*Instructions to follow*. Extract the opening line of the entries and every line after it, stopping at and including the line that contains "leaf shown above.". Do not include pictures.

[Collection entries]

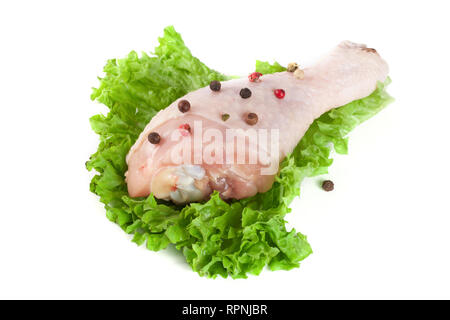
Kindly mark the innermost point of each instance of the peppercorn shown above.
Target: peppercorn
(184, 106)
(215, 85)
(251, 119)
(185, 129)
(292, 67)
(328, 185)
(254, 77)
(154, 138)
(279, 93)
(245, 93)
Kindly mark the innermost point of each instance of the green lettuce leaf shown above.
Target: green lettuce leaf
(234, 238)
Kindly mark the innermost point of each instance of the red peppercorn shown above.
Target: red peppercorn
(254, 77)
(279, 93)
(185, 129)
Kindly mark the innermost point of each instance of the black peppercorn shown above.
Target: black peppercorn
(154, 138)
(245, 93)
(251, 119)
(184, 106)
(328, 185)
(215, 85)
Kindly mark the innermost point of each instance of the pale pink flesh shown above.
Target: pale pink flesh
(348, 73)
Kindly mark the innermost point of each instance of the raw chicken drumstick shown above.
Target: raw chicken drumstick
(287, 101)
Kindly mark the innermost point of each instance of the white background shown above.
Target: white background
(384, 231)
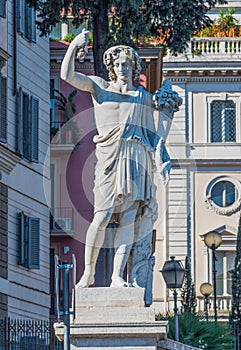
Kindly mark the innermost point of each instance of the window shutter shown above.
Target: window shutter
(3, 8)
(20, 16)
(33, 243)
(20, 121)
(22, 236)
(33, 26)
(3, 109)
(26, 127)
(34, 149)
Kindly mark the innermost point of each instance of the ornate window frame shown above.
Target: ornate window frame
(224, 97)
(231, 209)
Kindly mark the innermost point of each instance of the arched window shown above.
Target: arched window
(223, 121)
(223, 195)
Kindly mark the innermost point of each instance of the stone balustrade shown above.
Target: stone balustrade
(169, 344)
(209, 49)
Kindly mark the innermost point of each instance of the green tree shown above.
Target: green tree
(235, 316)
(188, 295)
(124, 21)
(195, 332)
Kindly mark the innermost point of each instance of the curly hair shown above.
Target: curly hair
(113, 54)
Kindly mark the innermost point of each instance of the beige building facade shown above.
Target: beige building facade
(204, 192)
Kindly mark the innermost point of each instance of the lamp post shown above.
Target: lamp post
(213, 240)
(206, 289)
(173, 273)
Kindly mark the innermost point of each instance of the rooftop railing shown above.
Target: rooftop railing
(209, 49)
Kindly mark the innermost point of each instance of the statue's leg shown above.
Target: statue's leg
(123, 243)
(94, 241)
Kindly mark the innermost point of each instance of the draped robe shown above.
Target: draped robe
(124, 169)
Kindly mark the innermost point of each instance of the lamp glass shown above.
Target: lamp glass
(212, 239)
(173, 274)
(206, 289)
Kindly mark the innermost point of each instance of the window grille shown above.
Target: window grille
(29, 239)
(3, 109)
(26, 17)
(223, 121)
(3, 8)
(224, 193)
(28, 126)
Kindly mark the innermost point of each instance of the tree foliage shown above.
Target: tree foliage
(188, 294)
(125, 21)
(196, 332)
(235, 316)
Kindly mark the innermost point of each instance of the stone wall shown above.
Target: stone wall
(173, 345)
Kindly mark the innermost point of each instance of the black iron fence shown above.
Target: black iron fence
(28, 335)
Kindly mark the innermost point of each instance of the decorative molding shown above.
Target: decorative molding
(231, 209)
(4, 56)
(8, 159)
(202, 79)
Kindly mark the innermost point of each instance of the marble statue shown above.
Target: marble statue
(127, 144)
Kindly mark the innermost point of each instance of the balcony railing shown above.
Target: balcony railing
(224, 304)
(215, 46)
(62, 219)
(210, 48)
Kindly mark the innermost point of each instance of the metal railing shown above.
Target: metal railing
(17, 334)
(62, 219)
(224, 304)
(208, 48)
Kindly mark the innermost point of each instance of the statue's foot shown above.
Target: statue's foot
(87, 279)
(117, 281)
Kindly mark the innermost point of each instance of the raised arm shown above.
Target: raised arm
(78, 80)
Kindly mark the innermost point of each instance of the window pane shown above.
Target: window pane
(230, 122)
(230, 267)
(223, 193)
(219, 269)
(3, 8)
(223, 121)
(216, 131)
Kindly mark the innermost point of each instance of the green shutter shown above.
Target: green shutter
(20, 15)
(33, 24)
(26, 127)
(19, 145)
(3, 109)
(34, 132)
(33, 243)
(22, 239)
(3, 8)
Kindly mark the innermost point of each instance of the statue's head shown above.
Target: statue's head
(113, 53)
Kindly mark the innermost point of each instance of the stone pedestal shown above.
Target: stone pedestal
(115, 319)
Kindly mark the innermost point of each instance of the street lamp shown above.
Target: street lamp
(173, 273)
(213, 240)
(206, 289)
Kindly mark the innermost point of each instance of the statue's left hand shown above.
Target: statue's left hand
(81, 42)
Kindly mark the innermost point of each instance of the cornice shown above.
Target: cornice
(146, 53)
(235, 77)
(8, 159)
(4, 56)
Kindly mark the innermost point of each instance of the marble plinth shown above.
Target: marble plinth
(114, 319)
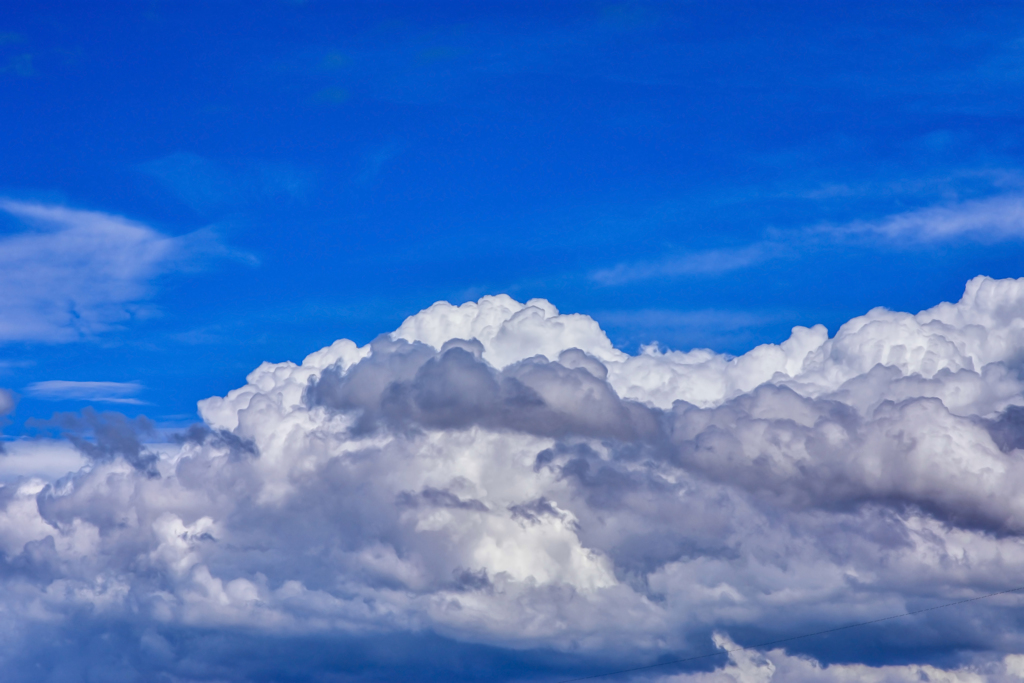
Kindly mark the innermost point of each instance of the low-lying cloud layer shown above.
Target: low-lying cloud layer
(498, 476)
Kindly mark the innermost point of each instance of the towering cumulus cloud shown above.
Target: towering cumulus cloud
(494, 492)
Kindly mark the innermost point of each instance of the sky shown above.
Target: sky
(659, 214)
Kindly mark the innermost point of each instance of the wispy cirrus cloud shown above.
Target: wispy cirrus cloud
(990, 219)
(709, 262)
(76, 273)
(107, 392)
(996, 218)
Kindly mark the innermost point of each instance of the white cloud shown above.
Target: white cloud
(710, 262)
(498, 473)
(991, 219)
(110, 392)
(41, 459)
(753, 667)
(80, 273)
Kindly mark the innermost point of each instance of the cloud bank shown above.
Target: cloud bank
(496, 479)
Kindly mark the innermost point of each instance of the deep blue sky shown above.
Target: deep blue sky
(699, 174)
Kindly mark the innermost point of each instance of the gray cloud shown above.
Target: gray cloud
(498, 475)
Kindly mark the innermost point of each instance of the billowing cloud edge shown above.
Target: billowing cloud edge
(499, 473)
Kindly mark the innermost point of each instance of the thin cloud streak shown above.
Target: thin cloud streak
(80, 273)
(710, 262)
(108, 392)
(992, 219)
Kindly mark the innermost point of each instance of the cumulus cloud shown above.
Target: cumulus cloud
(498, 478)
(78, 273)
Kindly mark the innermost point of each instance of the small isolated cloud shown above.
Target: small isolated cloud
(107, 392)
(7, 402)
(76, 273)
(207, 185)
(710, 262)
(991, 219)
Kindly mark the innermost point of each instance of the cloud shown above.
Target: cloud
(990, 219)
(497, 482)
(80, 273)
(209, 186)
(110, 392)
(711, 262)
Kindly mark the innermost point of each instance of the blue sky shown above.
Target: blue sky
(188, 189)
(663, 167)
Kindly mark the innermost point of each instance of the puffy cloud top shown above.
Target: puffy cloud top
(498, 473)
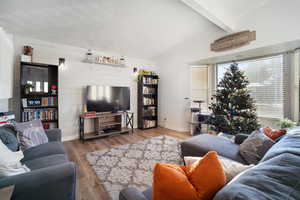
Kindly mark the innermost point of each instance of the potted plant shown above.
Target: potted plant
(28, 88)
(286, 123)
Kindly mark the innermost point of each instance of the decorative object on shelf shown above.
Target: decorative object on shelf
(28, 88)
(142, 72)
(233, 109)
(233, 41)
(89, 114)
(84, 108)
(27, 54)
(62, 63)
(147, 100)
(54, 90)
(89, 56)
(287, 123)
(104, 60)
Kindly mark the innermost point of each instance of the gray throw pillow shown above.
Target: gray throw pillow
(31, 134)
(255, 147)
(8, 137)
(6, 192)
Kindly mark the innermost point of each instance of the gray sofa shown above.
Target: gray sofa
(276, 177)
(52, 175)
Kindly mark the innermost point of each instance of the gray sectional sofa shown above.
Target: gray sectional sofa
(276, 176)
(52, 175)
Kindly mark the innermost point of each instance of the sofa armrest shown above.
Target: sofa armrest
(131, 193)
(55, 182)
(54, 135)
(239, 138)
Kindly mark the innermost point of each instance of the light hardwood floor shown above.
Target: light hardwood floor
(88, 184)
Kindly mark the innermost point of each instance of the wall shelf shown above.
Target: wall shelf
(104, 63)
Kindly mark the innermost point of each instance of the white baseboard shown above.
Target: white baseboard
(69, 138)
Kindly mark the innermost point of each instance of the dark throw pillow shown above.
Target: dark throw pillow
(8, 137)
(31, 134)
(255, 147)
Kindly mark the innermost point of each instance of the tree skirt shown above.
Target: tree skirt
(131, 165)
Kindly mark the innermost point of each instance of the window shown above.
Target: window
(199, 86)
(266, 83)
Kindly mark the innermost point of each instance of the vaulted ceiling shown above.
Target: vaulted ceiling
(139, 28)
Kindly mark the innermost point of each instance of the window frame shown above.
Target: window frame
(249, 60)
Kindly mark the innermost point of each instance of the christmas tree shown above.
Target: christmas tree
(233, 110)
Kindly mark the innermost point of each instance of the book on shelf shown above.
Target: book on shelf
(42, 114)
(150, 80)
(6, 118)
(89, 114)
(149, 101)
(149, 123)
(148, 90)
(43, 101)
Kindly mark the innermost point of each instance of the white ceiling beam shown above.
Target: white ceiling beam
(196, 6)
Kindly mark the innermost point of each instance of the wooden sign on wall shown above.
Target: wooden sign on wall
(233, 41)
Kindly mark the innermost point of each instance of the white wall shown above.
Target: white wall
(6, 64)
(76, 76)
(3, 105)
(174, 86)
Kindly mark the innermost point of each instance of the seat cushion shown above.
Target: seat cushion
(290, 143)
(276, 179)
(148, 193)
(43, 150)
(8, 137)
(201, 144)
(46, 161)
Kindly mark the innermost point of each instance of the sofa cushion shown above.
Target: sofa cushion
(290, 143)
(276, 179)
(201, 144)
(47, 149)
(46, 161)
(148, 193)
(8, 137)
(255, 147)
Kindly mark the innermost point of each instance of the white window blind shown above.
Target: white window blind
(267, 83)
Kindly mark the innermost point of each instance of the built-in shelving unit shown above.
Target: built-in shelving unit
(39, 102)
(147, 101)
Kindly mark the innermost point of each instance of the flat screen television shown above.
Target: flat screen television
(108, 98)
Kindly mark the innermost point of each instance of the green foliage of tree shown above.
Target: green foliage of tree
(233, 109)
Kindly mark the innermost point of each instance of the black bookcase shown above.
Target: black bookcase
(40, 102)
(147, 101)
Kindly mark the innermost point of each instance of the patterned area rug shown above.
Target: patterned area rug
(132, 164)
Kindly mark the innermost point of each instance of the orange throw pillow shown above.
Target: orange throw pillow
(171, 183)
(273, 134)
(199, 181)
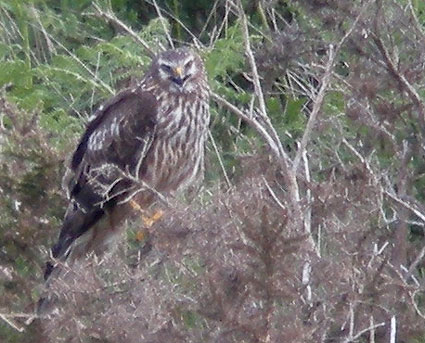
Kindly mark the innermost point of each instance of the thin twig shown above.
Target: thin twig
(220, 160)
(163, 20)
(109, 16)
(324, 84)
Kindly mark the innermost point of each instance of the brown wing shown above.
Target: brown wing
(114, 143)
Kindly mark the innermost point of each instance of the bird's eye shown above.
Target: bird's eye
(166, 67)
(188, 64)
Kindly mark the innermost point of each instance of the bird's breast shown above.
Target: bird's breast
(176, 156)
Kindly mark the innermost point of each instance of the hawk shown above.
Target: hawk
(145, 142)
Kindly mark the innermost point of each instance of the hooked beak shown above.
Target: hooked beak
(177, 76)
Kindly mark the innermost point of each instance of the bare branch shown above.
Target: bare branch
(109, 16)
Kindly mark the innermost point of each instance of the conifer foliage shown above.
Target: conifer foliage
(309, 226)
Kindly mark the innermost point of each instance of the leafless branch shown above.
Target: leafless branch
(110, 16)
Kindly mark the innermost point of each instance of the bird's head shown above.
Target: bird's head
(180, 70)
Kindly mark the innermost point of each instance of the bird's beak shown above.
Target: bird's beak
(177, 75)
(178, 72)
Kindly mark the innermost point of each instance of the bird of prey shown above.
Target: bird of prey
(145, 142)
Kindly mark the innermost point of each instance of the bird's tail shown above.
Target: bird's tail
(76, 222)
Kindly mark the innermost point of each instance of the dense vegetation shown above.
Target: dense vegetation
(310, 224)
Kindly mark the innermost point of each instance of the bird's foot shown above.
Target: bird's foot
(148, 220)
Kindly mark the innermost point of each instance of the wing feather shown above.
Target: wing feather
(114, 143)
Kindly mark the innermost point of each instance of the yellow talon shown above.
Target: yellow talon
(141, 235)
(136, 206)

*Answer for this exercise*.
Kindly mark the innermost point of each instance of the peppercorn shown above.
Target: peppercorn
(184, 106)
(215, 85)
(251, 119)
(185, 129)
(292, 67)
(328, 185)
(254, 77)
(154, 138)
(279, 93)
(245, 93)
Kindly mark the innermost point of each instance of the green lettuce leaf shown above.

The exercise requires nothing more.